## [WRITTEN INSTRUCTION]
Return, unchanged, the stretch of entries below from the line containing "Category: tree line" through the end of the entries, including both ends. Give only those lines.

## [THE RECORDS]
---+---

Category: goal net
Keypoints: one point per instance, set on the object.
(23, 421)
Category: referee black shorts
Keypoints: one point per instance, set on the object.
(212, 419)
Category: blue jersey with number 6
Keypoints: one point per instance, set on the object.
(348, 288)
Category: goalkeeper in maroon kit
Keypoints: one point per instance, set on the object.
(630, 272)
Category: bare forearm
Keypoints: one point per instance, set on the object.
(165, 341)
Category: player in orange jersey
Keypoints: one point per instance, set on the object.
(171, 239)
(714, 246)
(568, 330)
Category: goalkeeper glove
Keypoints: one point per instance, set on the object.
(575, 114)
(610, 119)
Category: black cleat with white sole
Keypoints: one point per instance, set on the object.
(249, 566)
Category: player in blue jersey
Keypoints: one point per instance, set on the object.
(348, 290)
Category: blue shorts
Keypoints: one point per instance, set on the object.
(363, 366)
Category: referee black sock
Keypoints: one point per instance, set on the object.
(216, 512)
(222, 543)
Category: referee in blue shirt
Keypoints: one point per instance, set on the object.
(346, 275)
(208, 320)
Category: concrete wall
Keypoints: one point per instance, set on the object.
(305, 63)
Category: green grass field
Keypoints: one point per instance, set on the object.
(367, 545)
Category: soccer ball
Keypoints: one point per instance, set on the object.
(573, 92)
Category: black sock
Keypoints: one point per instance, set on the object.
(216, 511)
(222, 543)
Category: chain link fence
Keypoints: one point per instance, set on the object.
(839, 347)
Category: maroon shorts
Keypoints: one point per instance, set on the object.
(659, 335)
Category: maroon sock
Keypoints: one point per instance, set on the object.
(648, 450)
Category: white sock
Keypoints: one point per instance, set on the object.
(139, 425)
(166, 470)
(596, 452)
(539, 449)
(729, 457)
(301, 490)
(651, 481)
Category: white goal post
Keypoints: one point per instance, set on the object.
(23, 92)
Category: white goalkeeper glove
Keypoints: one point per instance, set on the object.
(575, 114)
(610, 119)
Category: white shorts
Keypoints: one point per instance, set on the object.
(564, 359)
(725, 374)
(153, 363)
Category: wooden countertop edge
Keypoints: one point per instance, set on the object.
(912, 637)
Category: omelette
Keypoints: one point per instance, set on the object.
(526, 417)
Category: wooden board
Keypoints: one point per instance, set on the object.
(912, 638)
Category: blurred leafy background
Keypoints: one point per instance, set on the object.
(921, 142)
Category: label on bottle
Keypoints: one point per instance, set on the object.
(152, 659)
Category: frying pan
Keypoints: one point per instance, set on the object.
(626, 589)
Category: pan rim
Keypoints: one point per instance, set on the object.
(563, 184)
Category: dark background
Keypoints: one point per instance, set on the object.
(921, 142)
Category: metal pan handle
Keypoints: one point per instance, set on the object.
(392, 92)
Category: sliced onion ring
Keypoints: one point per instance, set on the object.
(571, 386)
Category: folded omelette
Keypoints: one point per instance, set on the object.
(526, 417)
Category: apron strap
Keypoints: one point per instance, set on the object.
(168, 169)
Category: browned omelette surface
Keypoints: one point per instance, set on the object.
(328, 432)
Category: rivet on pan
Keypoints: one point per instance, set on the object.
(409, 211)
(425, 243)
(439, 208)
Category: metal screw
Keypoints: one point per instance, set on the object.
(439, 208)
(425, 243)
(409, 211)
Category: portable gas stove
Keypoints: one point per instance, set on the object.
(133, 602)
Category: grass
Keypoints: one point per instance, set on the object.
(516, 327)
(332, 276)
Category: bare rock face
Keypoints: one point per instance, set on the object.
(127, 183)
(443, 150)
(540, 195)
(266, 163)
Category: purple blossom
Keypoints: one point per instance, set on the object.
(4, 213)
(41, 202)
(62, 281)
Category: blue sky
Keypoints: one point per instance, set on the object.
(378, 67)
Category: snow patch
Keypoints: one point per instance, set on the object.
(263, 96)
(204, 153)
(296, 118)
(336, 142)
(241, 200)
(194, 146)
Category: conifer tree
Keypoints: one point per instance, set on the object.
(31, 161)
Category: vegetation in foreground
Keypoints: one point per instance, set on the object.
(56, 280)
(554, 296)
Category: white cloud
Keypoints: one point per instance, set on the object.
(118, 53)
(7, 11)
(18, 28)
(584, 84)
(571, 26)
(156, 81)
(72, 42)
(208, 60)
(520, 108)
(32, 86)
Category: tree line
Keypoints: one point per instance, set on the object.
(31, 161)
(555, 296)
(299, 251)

---+---

## [RESPONSE]
Category: tree line
Keypoints: one point per instance, set on the object.
(31, 161)
(555, 296)
(299, 251)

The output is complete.